▸ **Задание**:
Воспроизведите дословно отрывок статьи об обороне Швеции: начните с места, где стоят слова «Собственно, если и», и остановитесь после слов «никогда не было.».

▸ **Документ**:
================================

Федор Лукьянов: Вперед, к победе пацифизма!
Поскольку армия — атрибут суверенного государства, для оправдания ее существования будут придумывать угрозы того же эфемерного рода, как та, о которой заговорил шведский генерал.
В Швеции никак не уляжется волна после заявления командующего вооруженными силами Сверкера Йоранссона о том, что в случае войны страна не продержится и недели. Одни обвинили военачальника в разглашении гостайны, другие — в том числе премьер-министр Фредрик Рейнфельдт — раздраженно поинтересовались, с чего генерал вообще об этом заговорил: даже самая параноидальная фантазия едва ли нарисует сейчас сценарий вторжения вражеской державы. Глава правительства, однако, совершил другую ошибку — подчеркивая полную неактуальность поднятой темы, он назвал оборону предметом «специального интереса». Тут всколыхнулась оппозиция — это не «специальный», а национальный и всеобщий интерес, а если премьер считает иначе, то не место ему в его кресле. Масла в огонь подлил генсек НАТО Андерс Фог Расмуссен. На вопрос журналиста о том, защитит ли альянс неприсоединившуюся соседку в случае нападения, он резонно заметил, что гарантии безопасности распространяются только на страны-члены.
Собственно, если и искать смысл в этой дискуссии, то он как раз в желании вернуть вопрос о НАТО в повестку дня. В Швеции хватает тех, кто полагает, что вступление в Североатлантический альянс не только гарантировало бы безопасность, но и еще раз подчеркнуло принадлежность к «сердцевине» западного мира. Что же касается угрозы, от которой надо защищаться, то с ней все понятно — Россия. Точнее, ее образ, имеющий мало отношения к реальному состоянию страны и степени вероятности (нулевой) военного конфликта с ней. Однако история противостояния (давняя и не очень) вкупе с распространенным на Западе демонизированным представлением о «путинской России» делает свое дело — тема НАТО не уходит в тень, хотя большинства у сторонников вступления никогда не было.

================================

▸ **Материал**:
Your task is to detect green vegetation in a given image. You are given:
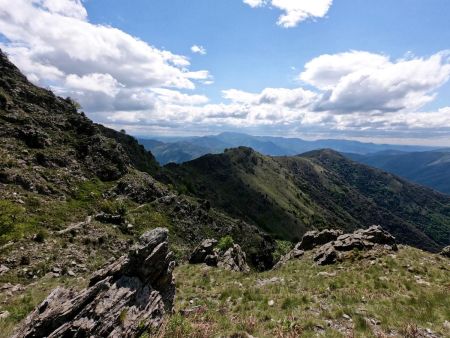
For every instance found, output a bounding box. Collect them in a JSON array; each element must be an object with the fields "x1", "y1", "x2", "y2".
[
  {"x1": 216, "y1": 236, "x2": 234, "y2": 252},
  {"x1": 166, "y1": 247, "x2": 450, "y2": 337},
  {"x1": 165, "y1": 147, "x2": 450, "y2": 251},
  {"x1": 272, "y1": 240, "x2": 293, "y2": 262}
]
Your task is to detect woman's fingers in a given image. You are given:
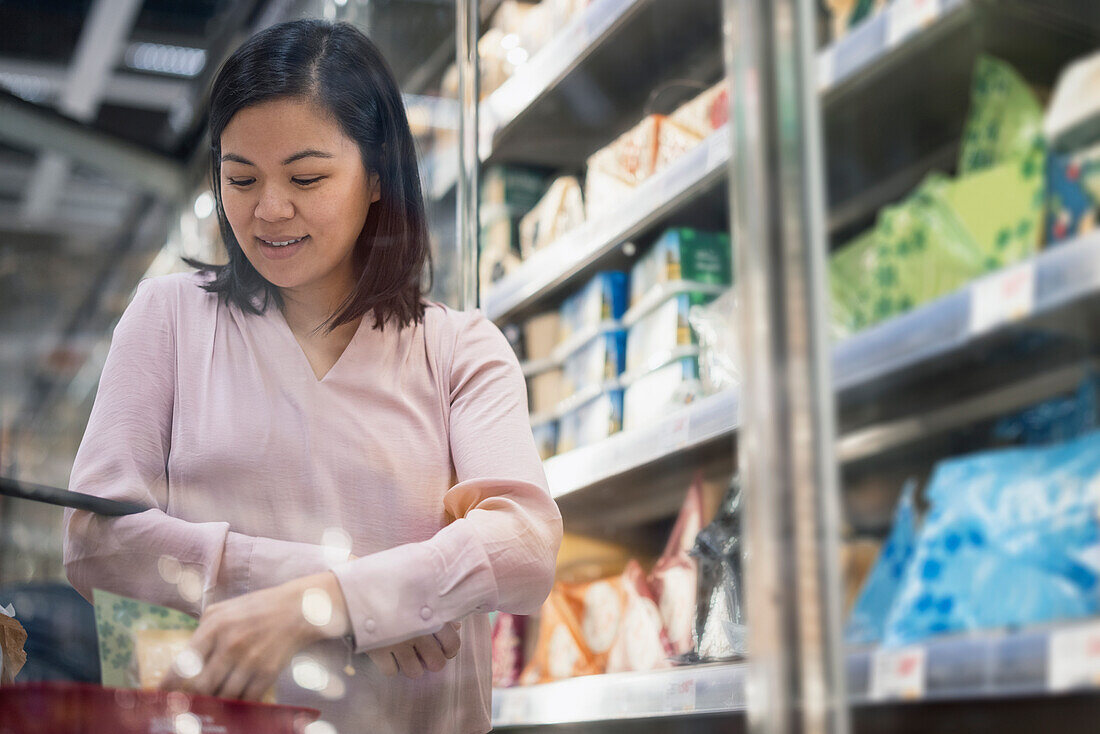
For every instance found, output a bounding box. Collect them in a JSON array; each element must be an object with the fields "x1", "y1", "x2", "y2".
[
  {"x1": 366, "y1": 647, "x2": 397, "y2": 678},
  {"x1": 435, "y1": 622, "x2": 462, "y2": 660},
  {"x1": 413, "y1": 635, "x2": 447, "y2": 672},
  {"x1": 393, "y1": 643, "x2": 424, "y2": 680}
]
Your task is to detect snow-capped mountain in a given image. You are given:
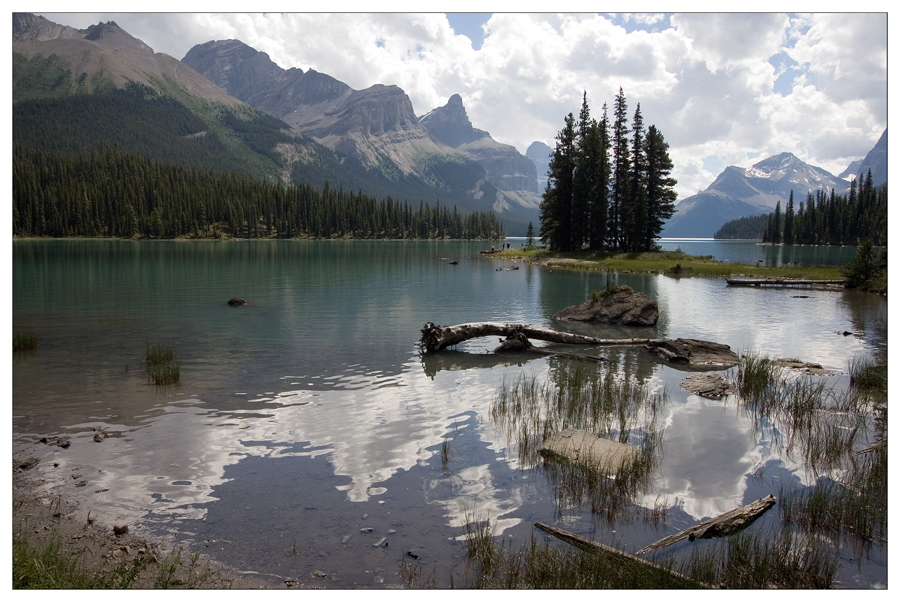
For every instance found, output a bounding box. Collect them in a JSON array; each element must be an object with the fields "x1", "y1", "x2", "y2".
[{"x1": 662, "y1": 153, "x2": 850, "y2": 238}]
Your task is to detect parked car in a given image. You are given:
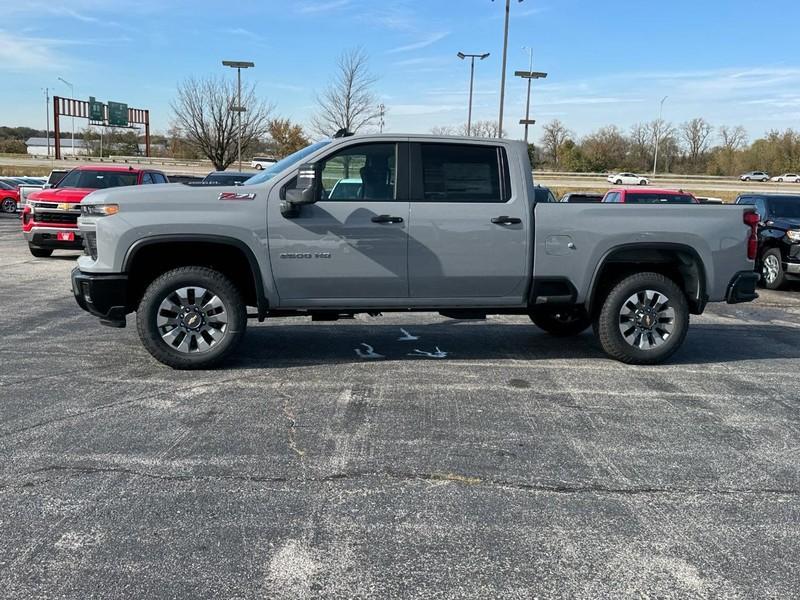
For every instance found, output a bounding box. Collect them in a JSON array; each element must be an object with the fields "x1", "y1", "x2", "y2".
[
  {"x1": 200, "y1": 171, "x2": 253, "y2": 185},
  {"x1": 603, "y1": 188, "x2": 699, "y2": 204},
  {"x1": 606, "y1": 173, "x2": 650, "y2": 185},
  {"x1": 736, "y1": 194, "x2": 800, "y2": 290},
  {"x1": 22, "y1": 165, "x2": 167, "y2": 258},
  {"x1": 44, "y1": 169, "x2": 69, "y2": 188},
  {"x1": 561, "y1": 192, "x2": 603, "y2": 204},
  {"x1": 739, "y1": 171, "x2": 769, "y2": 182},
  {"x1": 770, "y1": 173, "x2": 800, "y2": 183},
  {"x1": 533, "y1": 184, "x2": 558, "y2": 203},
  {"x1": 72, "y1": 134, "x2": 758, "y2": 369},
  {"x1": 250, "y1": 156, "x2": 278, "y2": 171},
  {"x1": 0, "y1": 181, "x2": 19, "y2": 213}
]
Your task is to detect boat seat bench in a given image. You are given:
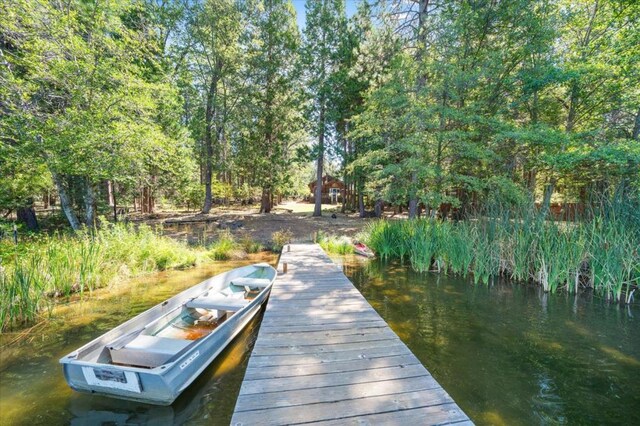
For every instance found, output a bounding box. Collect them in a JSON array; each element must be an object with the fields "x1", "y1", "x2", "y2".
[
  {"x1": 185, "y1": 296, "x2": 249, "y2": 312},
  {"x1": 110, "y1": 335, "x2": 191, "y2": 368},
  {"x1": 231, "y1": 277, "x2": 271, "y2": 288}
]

================================

▸ **Ответ**:
Собственно, если и искать смысл в этой дискуссии, то он как раз в желании вернуть вопрос о НАТО в повестку дня. В Швеции хватает тех, кто полагает, что вступление в Североатлантический альянс не только гарантировало бы безопасность, но и еще раз подчеркнуло принадлежность к «сердцевине» западного мира. Что же касается угрозы, от которой надо защищаться, то с ней все понятно — Россия. Точнее, ее образ, имеющий мало отношения к реальному состоянию страны и степени вероятности (нулевой) военного конфликта с ней. Однако история противостояния (давняя и не очень) вкупе с распространенным на Западе демонизированным представлением о «путинской России» делает свое дело — тема НАТО не уходит в тень, хотя большинства у сторонников вступления никогда не было.